● **Short problem**
Reproduce the listing below with "green leaf" replaced by "green foliage" and every other character left as it stands.

● **Material**
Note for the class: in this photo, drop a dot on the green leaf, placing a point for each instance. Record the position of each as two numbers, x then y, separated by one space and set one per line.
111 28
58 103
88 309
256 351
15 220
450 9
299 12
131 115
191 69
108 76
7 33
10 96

● **Result of this exercise**
Note for the class: in this photo, drop a dot on the green foliage, placing a point for each instance. Record the position of each as two numbers, x then y, separated by one space and set one per line.
111 28
58 103
88 309
256 351
15 220
450 9
299 12
131 115
191 69
108 76
7 33
10 96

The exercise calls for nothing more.